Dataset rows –
·····

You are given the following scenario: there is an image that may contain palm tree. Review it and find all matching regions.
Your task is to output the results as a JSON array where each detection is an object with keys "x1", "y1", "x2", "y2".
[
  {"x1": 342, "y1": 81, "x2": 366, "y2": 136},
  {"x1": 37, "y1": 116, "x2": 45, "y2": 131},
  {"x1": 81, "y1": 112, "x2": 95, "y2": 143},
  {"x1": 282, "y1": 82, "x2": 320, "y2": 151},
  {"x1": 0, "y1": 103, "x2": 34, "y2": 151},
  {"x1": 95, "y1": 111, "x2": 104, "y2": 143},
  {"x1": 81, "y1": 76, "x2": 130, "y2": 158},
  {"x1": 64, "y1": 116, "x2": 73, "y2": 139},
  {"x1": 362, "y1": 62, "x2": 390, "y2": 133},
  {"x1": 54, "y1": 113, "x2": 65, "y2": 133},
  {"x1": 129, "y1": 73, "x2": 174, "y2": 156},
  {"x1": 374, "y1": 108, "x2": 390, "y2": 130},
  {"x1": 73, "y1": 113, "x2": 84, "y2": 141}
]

·····

WRITTEN REQUEST –
Rewrite every line of the data above as a numbered list, omitting any blank lines.

FULL OUTPUT –
1. You are given the following scenario: there is an image that may contain palm tree. Review it and find all matching regions.
2. Your task is to output the results as a JSON array where each detection is an object with keys "x1", "y1", "x2", "y2".
3. [
4.   {"x1": 342, "y1": 81, "x2": 366, "y2": 136},
5.   {"x1": 37, "y1": 116, "x2": 45, "y2": 131},
6.   {"x1": 81, "y1": 112, "x2": 95, "y2": 143},
7.   {"x1": 282, "y1": 82, "x2": 320, "y2": 151},
8.   {"x1": 0, "y1": 103, "x2": 34, "y2": 151},
9.   {"x1": 95, "y1": 111, "x2": 104, "y2": 143},
10.   {"x1": 81, "y1": 76, "x2": 130, "y2": 158},
11.   {"x1": 64, "y1": 116, "x2": 73, "y2": 139},
12.   {"x1": 362, "y1": 62, "x2": 390, "y2": 133},
13.   {"x1": 54, "y1": 113, "x2": 65, "y2": 133},
14.   {"x1": 129, "y1": 73, "x2": 174, "y2": 156},
15.   {"x1": 374, "y1": 108, "x2": 390, "y2": 130},
16.   {"x1": 73, "y1": 113, "x2": 84, "y2": 141}
17. ]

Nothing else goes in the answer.